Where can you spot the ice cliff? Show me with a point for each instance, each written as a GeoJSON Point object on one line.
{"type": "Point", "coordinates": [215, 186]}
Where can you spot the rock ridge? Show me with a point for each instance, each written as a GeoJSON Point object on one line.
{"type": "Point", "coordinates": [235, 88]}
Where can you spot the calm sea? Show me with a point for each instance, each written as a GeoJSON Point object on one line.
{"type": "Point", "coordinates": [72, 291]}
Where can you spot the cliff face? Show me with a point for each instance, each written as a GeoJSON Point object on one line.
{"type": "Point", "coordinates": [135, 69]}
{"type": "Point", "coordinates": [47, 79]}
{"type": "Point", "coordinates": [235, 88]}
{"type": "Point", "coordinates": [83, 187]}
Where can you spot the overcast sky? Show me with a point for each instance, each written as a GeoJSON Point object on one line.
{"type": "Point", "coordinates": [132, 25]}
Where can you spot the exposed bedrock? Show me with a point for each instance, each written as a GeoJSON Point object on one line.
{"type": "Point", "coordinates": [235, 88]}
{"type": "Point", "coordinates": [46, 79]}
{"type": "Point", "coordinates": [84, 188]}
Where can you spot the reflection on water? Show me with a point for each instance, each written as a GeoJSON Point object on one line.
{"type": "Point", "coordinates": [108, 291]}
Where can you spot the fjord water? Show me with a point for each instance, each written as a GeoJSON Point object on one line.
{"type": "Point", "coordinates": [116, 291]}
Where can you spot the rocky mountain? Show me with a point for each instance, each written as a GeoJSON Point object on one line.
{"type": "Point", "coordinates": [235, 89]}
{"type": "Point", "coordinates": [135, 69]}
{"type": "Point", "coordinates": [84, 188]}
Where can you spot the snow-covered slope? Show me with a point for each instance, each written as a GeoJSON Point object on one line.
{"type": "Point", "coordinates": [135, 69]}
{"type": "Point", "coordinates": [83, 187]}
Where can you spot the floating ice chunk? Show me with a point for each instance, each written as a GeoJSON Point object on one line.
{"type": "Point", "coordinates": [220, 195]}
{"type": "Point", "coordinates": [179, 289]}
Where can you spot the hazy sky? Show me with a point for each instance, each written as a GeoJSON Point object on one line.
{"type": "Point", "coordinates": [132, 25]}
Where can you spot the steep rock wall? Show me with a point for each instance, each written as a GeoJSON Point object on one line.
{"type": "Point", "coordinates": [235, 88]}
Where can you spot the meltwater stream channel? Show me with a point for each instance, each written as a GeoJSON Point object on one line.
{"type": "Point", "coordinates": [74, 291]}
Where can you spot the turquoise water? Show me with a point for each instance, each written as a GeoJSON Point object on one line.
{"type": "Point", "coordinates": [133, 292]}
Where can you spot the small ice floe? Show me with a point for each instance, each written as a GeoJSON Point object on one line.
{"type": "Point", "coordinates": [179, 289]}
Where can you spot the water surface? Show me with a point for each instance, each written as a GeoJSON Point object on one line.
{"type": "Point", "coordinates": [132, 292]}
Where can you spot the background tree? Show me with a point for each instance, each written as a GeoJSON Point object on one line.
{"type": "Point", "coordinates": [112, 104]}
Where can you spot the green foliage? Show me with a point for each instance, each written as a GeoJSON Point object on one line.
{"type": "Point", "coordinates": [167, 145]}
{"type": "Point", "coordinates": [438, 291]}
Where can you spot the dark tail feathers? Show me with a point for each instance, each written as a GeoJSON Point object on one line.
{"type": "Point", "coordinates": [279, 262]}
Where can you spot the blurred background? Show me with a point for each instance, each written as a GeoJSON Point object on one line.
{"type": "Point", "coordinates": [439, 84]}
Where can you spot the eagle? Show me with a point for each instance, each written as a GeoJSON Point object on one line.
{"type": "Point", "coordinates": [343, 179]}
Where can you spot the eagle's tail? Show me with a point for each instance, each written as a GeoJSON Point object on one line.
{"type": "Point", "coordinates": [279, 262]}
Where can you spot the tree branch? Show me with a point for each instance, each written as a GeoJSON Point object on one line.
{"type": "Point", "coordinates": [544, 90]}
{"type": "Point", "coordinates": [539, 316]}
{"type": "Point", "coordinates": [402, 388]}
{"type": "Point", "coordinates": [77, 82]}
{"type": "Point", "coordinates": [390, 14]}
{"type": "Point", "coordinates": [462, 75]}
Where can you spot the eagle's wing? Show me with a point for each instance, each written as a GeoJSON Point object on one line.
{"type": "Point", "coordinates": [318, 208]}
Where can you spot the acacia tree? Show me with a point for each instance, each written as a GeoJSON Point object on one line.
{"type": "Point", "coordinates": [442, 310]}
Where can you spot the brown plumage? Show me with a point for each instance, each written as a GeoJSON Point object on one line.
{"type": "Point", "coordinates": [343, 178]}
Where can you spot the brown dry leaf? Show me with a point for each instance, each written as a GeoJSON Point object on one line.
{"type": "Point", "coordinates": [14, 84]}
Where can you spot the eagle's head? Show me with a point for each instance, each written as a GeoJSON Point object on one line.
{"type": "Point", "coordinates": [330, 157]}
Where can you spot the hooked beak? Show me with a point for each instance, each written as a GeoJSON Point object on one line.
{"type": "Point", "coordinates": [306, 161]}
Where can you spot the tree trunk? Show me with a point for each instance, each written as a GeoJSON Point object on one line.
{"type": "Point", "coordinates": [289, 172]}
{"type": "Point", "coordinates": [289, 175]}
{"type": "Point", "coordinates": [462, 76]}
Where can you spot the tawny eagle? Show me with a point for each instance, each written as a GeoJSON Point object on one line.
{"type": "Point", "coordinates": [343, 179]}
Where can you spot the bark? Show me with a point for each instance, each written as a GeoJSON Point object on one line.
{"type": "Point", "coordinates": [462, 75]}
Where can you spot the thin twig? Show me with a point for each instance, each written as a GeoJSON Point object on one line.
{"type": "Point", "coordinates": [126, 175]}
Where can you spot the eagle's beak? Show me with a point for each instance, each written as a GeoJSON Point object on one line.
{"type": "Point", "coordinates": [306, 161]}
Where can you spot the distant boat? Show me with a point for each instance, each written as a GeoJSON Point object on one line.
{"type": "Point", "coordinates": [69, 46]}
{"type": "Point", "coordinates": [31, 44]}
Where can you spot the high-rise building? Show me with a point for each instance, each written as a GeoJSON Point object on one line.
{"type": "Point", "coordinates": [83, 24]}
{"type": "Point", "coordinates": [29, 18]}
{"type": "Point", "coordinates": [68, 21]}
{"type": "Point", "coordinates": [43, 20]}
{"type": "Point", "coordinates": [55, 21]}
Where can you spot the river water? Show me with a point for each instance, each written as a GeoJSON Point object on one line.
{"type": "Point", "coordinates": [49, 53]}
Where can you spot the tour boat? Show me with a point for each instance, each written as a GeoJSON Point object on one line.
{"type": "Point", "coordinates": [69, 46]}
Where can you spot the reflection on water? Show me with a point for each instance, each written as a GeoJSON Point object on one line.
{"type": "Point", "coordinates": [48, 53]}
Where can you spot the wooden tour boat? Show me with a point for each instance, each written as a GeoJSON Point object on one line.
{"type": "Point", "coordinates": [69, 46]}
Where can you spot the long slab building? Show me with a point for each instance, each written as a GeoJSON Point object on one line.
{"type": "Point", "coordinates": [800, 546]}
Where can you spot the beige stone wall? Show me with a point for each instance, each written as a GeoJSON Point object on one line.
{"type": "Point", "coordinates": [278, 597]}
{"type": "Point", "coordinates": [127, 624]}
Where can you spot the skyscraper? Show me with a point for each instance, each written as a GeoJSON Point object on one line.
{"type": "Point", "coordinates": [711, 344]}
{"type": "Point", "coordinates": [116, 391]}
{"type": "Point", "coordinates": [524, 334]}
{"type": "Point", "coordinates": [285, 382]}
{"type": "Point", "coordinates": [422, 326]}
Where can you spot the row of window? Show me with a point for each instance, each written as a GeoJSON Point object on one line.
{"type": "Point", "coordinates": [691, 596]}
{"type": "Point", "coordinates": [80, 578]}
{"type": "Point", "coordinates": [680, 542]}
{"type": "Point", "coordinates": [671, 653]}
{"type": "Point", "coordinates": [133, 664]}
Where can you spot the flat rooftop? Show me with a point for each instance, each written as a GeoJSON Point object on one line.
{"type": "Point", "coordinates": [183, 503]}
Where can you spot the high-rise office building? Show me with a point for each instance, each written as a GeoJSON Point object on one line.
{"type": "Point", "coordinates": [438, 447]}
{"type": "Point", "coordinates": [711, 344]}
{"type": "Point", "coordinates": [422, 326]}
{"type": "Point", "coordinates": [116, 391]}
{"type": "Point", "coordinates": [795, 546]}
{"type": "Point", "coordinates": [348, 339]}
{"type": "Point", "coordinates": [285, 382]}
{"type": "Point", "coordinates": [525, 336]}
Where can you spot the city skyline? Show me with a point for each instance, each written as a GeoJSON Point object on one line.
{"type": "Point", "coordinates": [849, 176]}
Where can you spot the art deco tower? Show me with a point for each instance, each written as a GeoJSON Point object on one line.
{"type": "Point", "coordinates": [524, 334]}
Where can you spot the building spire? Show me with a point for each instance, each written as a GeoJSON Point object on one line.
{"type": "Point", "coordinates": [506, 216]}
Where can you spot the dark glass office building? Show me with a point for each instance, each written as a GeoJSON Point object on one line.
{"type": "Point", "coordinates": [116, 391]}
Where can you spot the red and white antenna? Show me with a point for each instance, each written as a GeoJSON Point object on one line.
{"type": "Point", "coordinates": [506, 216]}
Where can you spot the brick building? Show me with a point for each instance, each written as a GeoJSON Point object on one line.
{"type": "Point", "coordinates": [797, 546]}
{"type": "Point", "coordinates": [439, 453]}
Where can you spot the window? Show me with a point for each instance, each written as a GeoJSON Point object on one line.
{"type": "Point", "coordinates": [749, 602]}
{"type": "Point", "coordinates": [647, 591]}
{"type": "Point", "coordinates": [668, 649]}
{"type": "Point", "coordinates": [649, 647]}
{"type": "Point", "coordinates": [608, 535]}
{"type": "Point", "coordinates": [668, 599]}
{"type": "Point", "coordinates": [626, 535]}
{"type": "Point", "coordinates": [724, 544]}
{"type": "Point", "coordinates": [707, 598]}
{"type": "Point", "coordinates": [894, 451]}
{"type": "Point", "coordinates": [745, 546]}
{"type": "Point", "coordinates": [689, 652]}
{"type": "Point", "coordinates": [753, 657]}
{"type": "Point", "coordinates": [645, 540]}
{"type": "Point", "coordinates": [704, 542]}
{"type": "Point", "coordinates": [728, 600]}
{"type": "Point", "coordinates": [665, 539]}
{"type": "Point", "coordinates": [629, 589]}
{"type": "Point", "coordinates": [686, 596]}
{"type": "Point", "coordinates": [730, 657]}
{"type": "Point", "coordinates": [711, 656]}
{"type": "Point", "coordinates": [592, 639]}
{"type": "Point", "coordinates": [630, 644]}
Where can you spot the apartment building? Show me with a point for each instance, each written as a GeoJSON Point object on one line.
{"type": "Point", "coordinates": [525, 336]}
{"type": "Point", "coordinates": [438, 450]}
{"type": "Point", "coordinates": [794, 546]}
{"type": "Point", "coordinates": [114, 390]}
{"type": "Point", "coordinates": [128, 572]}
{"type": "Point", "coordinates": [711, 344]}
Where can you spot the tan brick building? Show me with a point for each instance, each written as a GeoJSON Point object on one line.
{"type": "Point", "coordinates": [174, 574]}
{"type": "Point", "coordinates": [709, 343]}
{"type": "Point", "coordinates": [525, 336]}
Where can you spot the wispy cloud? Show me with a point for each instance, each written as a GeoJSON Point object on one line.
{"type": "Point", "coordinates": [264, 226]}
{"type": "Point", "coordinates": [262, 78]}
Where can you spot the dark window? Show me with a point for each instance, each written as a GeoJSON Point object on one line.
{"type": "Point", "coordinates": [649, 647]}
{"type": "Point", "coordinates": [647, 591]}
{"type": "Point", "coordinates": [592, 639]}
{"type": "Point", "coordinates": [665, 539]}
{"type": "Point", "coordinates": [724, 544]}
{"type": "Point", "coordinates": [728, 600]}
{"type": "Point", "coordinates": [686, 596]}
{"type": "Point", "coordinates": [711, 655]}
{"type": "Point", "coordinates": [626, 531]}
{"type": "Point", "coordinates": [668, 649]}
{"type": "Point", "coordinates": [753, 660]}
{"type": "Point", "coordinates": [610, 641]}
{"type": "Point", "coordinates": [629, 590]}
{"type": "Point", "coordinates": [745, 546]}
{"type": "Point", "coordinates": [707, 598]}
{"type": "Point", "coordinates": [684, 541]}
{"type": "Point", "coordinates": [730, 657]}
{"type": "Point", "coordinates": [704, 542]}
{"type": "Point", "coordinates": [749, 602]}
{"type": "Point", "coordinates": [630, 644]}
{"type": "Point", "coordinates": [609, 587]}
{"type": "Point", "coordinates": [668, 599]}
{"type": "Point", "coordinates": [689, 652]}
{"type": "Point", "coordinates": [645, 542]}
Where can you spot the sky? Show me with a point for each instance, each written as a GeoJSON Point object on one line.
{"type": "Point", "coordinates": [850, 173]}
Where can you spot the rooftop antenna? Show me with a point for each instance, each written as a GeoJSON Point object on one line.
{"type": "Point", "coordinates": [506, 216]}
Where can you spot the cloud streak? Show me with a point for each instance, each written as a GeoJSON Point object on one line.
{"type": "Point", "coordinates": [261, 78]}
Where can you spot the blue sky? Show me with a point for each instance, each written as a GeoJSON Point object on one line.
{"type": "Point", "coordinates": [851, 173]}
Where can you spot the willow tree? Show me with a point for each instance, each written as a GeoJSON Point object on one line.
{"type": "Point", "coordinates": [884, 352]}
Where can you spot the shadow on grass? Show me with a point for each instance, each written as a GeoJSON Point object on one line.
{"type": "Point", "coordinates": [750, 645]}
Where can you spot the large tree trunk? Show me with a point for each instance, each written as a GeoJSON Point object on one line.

Description of the task:
Recast the lines as a numbered list. Begin at the line that contains "Where can you spot the blue", stop at the end of the items, and leave out any blank lines.

Exercise output:
1. Where can you spot the blue sky? Show me with a point for each instance, each written as a GeoJSON Point object on one line.
2. {"type": "Point", "coordinates": [851, 173]}
3. Where can you spot the willow tree? Show me with a point for each instance, each written as a GeoJSON Point object on one line.
4. {"type": "Point", "coordinates": [884, 352]}
5. Where can you spot the shadow on grass? Show me with a point for each instance, each written as a GeoJSON Point object on one line.
6. {"type": "Point", "coordinates": [750, 645]}
7. Where can you spot the large tree trunk? Show me with a point for each instance, each written as a GeoJSON Point object on one line.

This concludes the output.